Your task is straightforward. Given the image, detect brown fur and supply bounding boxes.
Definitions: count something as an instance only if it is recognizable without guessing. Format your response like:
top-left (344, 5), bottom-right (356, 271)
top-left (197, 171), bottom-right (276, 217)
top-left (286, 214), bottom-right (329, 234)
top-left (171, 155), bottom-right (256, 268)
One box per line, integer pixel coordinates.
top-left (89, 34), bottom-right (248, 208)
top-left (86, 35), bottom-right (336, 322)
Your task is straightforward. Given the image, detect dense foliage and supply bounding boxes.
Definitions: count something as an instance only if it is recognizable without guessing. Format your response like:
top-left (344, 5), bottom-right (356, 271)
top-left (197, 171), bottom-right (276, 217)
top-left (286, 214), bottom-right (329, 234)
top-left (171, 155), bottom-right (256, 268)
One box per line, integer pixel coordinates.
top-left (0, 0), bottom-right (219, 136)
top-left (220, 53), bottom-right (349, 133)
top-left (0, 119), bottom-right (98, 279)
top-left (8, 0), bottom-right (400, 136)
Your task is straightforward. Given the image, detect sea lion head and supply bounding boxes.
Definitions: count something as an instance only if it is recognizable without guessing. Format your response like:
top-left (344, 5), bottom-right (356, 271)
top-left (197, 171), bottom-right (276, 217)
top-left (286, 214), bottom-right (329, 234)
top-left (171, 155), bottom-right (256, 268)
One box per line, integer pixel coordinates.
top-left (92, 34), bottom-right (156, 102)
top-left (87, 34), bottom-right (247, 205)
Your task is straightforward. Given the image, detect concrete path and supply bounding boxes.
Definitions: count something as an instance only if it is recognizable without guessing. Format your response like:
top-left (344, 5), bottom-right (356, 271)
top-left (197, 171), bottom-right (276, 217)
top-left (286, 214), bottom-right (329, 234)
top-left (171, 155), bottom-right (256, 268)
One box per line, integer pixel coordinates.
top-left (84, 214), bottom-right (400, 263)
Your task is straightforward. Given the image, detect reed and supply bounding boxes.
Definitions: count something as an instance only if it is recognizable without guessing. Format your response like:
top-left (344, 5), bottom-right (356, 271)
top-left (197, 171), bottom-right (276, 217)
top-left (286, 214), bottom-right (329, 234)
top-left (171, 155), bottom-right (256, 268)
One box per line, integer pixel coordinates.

GIVEN PROBLEM:
Substitute "whole-number pixel coordinates" for "integer pixel coordinates" throughout the records above, and reproduce everything else unchanged.

FINAL ANSWER:
Your task is straightforward. Given the image, detect brown fur and supply bounding boxes.
Definitions: count something as an instance only if it is recognizable without guessing. Format your response like:
top-left (344, 5), bottom-right (356, 271)
top-left (197, 171), bottom-right (276, 217)
top-left (286, 214), bottom-right (329, 234)
top-left (171, 155), bottom-right (256, 268)
One box per line, whole-number pixel coordinates.
top-left (89, 34), bottom-right (248, 208)
top-left (86, 35), bottom-right (336, 322)
Your task is straightforward. Given the image, detect dense foliage and supply bounding boxes.
Definitions: count something as an instance only if it is recognizable without guessing. Format your response like:
top-left (344, 5), bottom-right (356, 271)
top-left (197, 171), bottom-right (276, 217)
top-left (286, 214), bottom-right (329, 234)
top-left (171, 155), bottom-right (256, 268)
One box per line, whole-number pixel coordinates.
top-left (0, 0), bottom-right (219, 136)
top-left (220, 53), bottom-right (349, 133)
top-left (0, 119), bottom-right (98, 279)
top-left (8, 0), bottom-right (400, 136)
Your task is straightforward. Given the image, detect sea lion head and supply bounding boxes.
Definitions: count something as an instance only if it is recognizable without guessing. Format your response like:
top-left (344, 5), bottom-right (356, 271)
top-left (197, 171), bottom-right (276, 217)
top-left (286, 214), bottom-right (329, 234)
top-left (171, 155), bottom-right (256, 268)
One box per line, whole-number pixel coordinates.
top-left (92, 34), bottom-right (156, 102)
top-left (87, 34), bottom-right (247, 205)
Your task is straightforward. Given the image, detect concrete path and supply bounding boxes.
Definitions: count something as an instance only if it is recognizable without guessing. Format your response like:
top-left (344, 5), bottom-right (356, 271)
top-left (197, 171), bottom-right (276, 217)
top-left (286, 214), bottom-right (329, 234)
top-left (171, 155), bottom-right (256, 268)
One box per line, whole-number pixel coordinates.
top-left (84, 214), bottom-right (400, 263)
Your task is straightforward. Given the image, detect reed and supply bounding boxes.
Definitions: count something as an instance only if it is recognizable without guessing. Format your response like:
top-left (344, 5), bottom-right (356, 271)
top-left (197, 171), bottom-right (276, 217)
top-left (286, 214), bottom-right (329, 234)
top-left (171, 155), bottom-right (256, 268)
One box per line, whole-number pixel coordinates.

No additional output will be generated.